## Exercise objective
Rewrite each line of the records below as a Markdown table with the columns "No." and "Line," numbering the rows and skipping blank lines. Leave the pictures out.

## Point annotation dataset records

--

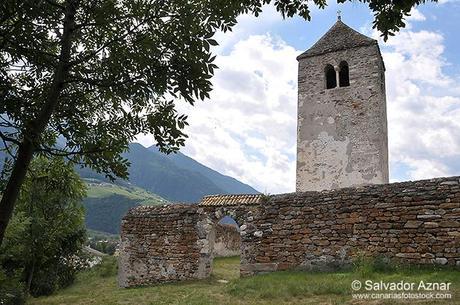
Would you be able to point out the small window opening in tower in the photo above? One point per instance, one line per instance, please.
(331, 80)
(344, 74)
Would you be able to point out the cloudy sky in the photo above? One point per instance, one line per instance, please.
(248, 128)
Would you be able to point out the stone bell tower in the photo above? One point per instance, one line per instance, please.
(342, 121)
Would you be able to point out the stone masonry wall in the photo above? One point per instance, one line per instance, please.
(414, 222)
(227, 241)
(164, 244)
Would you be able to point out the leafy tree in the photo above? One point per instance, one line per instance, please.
(47, 230)
(99, 72)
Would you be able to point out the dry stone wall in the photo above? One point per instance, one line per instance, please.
(227, 241)
(164, 244)
(414, 222)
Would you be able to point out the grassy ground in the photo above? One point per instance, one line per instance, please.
(224, 287)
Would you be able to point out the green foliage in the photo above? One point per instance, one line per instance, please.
(103, 242)
(11, 288)
(107, 268)
(99, 72)
(47, 229)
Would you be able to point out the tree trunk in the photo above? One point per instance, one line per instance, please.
(34, 130)
(30, 276)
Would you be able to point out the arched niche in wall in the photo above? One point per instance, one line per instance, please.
(329, 74)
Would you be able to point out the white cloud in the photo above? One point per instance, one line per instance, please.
(416, 15)
(423, 106)
(248, 129)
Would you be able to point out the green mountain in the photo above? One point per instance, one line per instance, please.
(174, 177)
(155, 178)
(107, 203)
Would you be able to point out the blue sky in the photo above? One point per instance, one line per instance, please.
(248, 128)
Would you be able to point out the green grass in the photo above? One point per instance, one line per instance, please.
(224, 287)
(98, 189)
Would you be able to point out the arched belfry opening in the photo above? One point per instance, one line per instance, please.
(331, 80)
(344, 74)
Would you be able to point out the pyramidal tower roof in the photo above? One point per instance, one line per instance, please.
(339, 37)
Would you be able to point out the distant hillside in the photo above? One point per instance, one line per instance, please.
(107, 203)
(174, 177)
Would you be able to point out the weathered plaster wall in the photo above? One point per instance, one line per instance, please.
(415, 222)
(227, 241)
(342, 132)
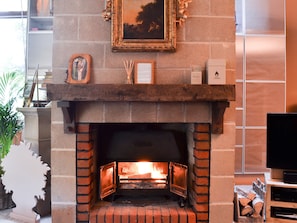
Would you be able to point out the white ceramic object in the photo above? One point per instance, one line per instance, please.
(25, 176)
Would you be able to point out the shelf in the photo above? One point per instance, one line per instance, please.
(141, 92)
(218, 95)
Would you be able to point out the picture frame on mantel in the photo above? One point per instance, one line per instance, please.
(144, 72)
(79, 69)
(135, 28)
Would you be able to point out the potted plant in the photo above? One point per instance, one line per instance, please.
(11, 87)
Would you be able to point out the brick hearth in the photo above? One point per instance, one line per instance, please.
(91, 210)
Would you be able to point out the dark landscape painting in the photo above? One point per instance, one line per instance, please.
(143, 19)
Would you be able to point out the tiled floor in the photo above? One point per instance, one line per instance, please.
(4, 218)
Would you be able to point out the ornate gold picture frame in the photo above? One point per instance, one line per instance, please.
(136, 28)
(79, 69)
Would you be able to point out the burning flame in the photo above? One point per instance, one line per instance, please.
(148, 167)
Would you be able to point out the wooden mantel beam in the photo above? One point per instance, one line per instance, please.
(218, 95)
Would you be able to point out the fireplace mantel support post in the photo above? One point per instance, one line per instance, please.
(218, 110)
(68, 110)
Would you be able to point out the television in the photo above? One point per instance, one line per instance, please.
(281, 141)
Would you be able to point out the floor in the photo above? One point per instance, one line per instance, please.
(4, 218)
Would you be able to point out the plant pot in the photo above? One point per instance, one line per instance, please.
(6, 201)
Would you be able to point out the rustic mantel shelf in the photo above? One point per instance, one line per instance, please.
(218, 95)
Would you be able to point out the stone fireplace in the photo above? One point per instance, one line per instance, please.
(85, 119)
(202, 111)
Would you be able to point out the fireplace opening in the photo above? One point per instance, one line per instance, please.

--

## Reply
| No. | Line |
|---|---|
| 1 | Would you be able to point out the small window opening in tower in the photo above? One point per instance, one line per instance, please. |
| 2 | (331, 80) |
| 3 | (344, 74) |
| 4 | Would you be able to point out the cloudy sky in the photo above? One point per instance, one line per instance, please. |
| 5 | (248, 128) |
| 6 | Would you be able to point out the stone bell tower in the photo above? One point per instance, one line per instance, please. |
| 7 | (342, 121) |
| 8 | Would you be able to point out the stone masonry wall in the photo above? One point per instance, one line per instance, please. |
| 9 | (414, 222) |
| 10 | (227, 241) |
| 11 | (164, 244) |
| 12 | Would you be able to point out the leafy tree in the photo above? One point per instance, one line per instance, please. |
| 13 | (47, 230) |
| 14 | (99, 72) |
| 15 | Would you be able to point out the dry stone wall in the photo above? One point per instance, one line per instance, please. |
| 16 | (227, 241) |
| 17 | (164, 244) |
| 18 | (414, 222) |
| 19 | Would you be able to point out the grassy ground in the photo above? One point per instance, one line per instance, please. |
| 20 | (224, 287) |
| 21 | Would you be able to point out the green foliage in the photo above? One point per instance, one line per instance, please. |
| 22 | (103, 242) |
| 23 | (11, 288) |
| 24 | (107, 268) |
| 25 | (99, 72) |
| 26 | (47, 229) |
| 27 | Would you be able to point out the tree trunk in the photo above? One point per instance, one line per instance, please. |
| 28 | (34, 130) |
| 29 | (30, 276) |
| 30 | Would you be able to point out the arched niche in wall in the photo above? One point per instance, one line per instance, please. |
| 31 | (329, 74) |
| 32 | Would you be able to point out the white cloud in the photo above? One point per instance, one line per instance, please. |
| 33 | (416, 15) |
| 34 | (423, 106) |
| 35 | (248, 129) |
| 36 | Would you be able to point out the green mountain in the photo above? One point per instance, one line per instance, please. |
| 37 | (174, 177) |
| 38 | (155, 178) |
| 39 | (107, 203) |
| 40 | Would you be able to point out the blue sky in the photo above? One point per instance, one line per instance, please. |
| 41 | (248, 128) |
| 42 | Would you be able to point out the green grass in the photo above? One point per instance, one line per instance, please. |
| 43 | (224, 287) |
| 44 | (98, 189) |
| 45 | Would you be able to point out the arched belfry opening in the photo above? One point per instance, one line per instance, please. |
| 46 | (331, 80) |
| 47 | (344, 74) |
| 48 | Would you be able to point out the pyramidal tower roof in the photo above? One point per instance, one line per instance, please. |
| 49 | (339, 37) |
| 50 | Would you be able to point out the distant hillside in the photo above? One point per instance, one line per instance, please. |
| 51 | (107, 203) |
| 52 | (174, 177) |
| 53 | Would you be able to point out the weathered plaster wall in the photo above? One point per instance, one line per instance, please. |
| 54 | (415, 222) |
| 55 | (227, 241) |
| 56 | (342, 132) |
| 57 | Would you be able to point out the white ceramic object in the photo above? One point per instance, one line per instance, please. |
| 58 | (25, 176) |
| 59 | Would you be able to point out the shelf in the photo above? One point per instance, one line per instance, please. |
| 60 | (141, 92) |
| 61 | (218, 95) |
| 62 | Would you be able to point out the picture frame on mantel in the photo above? One point per instance, one line per instance, please. |
| 63 | (144, 72) |
| 64 | (79, 69) |
| 65 | (135, 28) |
| 66 | Would you be able to point out the potted plant in the photo above? One point per instance, one line per instance, please. |
| 67 | (11, 87) |
| 68 | Would you be able to point out the brick hearth in the photo above? One point per instance, one line per instance, please. |
| 69 | (91, 210) |
| 70 | Would you be able to point out the dark landscape painting in the photo above? One point per instance, one line per instance, please. |
| 71 | (143, 19) |
| 72 | Would you be able to point out the tiled floor in the photo above? One point per instance, one line per instance, please. |
| 73 | (4, 218) |
| 74 | Would you be able to point out the ornate gold picture frame in the photo above? One point per instance, one line per instance, please. |
| 75 | (136, 28) |
| 76 | (79, 69) |
| 77 | Would you be able to point out the burning flame in the photo above? One point per instance, one line per instance, please. |
| 78 | (148, 167) |
| 79 | Would you be able to point out the wooden mantel beam in the photo above? One point per instance, one line per instance, please. |
| 80 | (218, 95) |
| 81 | Would you be able to point out the fireplace mantel support post in the photo above? One point per instance, one line per instance, please. |
| 82 | (218, 110) |
| 83 | (68, 110) |
| 84 | Would you be able to point out the television in the photo above? One point per instance, one line per instance, please. |
| 85 | (281, 141) |
| 86 | Would you be able to point out the floor in the photo above? One point per instance, one line per instance, please. |
| 87 | (4, 218) |
| 88 | Would you be able to point out the plant pot in the photo above? One point per instance, one line per instance, please. |
| 89 | (6, 201) |
| 90 | Would you be able to point out the rustic mantel shelf in the photo above? One point per instance, one line per instance, please. |
| 91 | (218, 95) |
| 92 | Would you be able to point out the stone fireplace in the photo above? One point per instance, one line per instance, please. |
| 93 | (85, 119) |
| 94 | (202, 111) |
| 95 | Would you be able to point out the fireplace opening in the photo above? One point per instance, one line per instance, please. |